Write out all the data again, exactly as it stands.
start Input material
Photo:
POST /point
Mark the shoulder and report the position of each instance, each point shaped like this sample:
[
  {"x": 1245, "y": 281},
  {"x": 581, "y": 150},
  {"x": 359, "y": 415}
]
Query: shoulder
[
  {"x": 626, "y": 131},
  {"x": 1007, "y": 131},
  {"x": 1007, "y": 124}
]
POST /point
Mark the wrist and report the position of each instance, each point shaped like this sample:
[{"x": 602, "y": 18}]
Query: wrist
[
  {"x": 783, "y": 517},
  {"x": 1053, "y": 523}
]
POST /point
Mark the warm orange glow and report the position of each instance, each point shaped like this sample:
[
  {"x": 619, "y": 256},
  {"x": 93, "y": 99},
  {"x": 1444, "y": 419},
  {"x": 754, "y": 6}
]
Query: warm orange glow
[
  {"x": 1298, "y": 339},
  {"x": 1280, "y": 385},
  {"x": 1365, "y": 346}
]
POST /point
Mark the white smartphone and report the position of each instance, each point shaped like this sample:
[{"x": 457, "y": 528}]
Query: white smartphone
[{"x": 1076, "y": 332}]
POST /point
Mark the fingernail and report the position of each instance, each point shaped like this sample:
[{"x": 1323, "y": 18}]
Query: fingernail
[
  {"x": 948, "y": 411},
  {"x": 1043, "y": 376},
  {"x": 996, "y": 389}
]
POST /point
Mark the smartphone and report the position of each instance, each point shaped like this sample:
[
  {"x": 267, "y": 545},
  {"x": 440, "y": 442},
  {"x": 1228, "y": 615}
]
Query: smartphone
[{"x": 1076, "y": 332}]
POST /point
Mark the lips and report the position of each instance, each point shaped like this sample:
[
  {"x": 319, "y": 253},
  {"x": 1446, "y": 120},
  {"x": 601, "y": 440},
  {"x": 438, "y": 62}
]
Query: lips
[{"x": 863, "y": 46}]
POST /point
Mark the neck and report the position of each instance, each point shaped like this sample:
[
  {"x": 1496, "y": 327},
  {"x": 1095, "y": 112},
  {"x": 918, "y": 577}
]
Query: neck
end Input material
--- Completed task ---
Photo:
POST /point
Mark the shoulder and report the position of each instance, each point shaped like this sample:
[
  {"x": 1245, "y": 281},
  {"x": 581, "y": 150},
  {"x": 359, "y": 415}
]
Query: shoulder
[
  {"x": 626, "y": 131},
  {"x": 1007, "y": 131},
  {"x": 1007, "y": 124}
]
POST /point
Mark the wrist and report the position of each instance, each point shaped like this sample:
[{"x": 602, "y": 18}]
Query: wrist
[
  {"x": 783, "y": 517},
  {"x": 1053, "y": 523}
]
POST /point
Mark the warm orange glow and report the position of each instance, each point shaped like this sample:
[
  {"x": 619, "y": 256},
  {"x": 93, "y": 99},
  {"x": 1444, "y": 419},
  {"x": 754, "y": 6}
]
Query: warm orange glow
[
  {"x": 1298, "y": 339},
  {"x": 1280, "y": 385},
  {"x": 1365, "y": 346}
]
POST /point
Mark the white smartphone and report the position of each instance, each point shaped like this sample:
[{"x": 457, "y": 528}]
Query: white smartphone
[{"x": 1076, "y": 332}]
POST /point
Mark the fingernail and report the position of each instance, each point shaped like this sample:
[{"x": 1323, "y": 18}]
Query: fingernail
[
  {"x": 948, "y": 411},
  {"x": 1043, "y": 376},
  {"x": 996, "y": 389}
]
POST /point
Mark the smartphone and report the position of each instance, each point shaped like this sample:
[
  {"x": 267, "y": 545},
  {"x": 440, "y": 442},
  {"x": 1228, "y": 615}
]
Query: smartphone
[{"x": 1076, "y": 332}]
POST /point
Mark the lips and report the position of each instance, each point shaped like this sample:
[
  {"x": 319, "y": 253},
  {"x": 1446, "y": 120},
  {"x": 601, "y": 440},
  {"x": 438, "y": 62}
]
Query: lips
[{"x": 863, "y": 46}]
POST /point
Mark the neck and report the position of each instance, each point shaped like this sample:
[
  {"x": 1496, "y": 327},
  {"x": 1095, "y": 112},
  {"x": 918, "y": 577}
]
Query: neck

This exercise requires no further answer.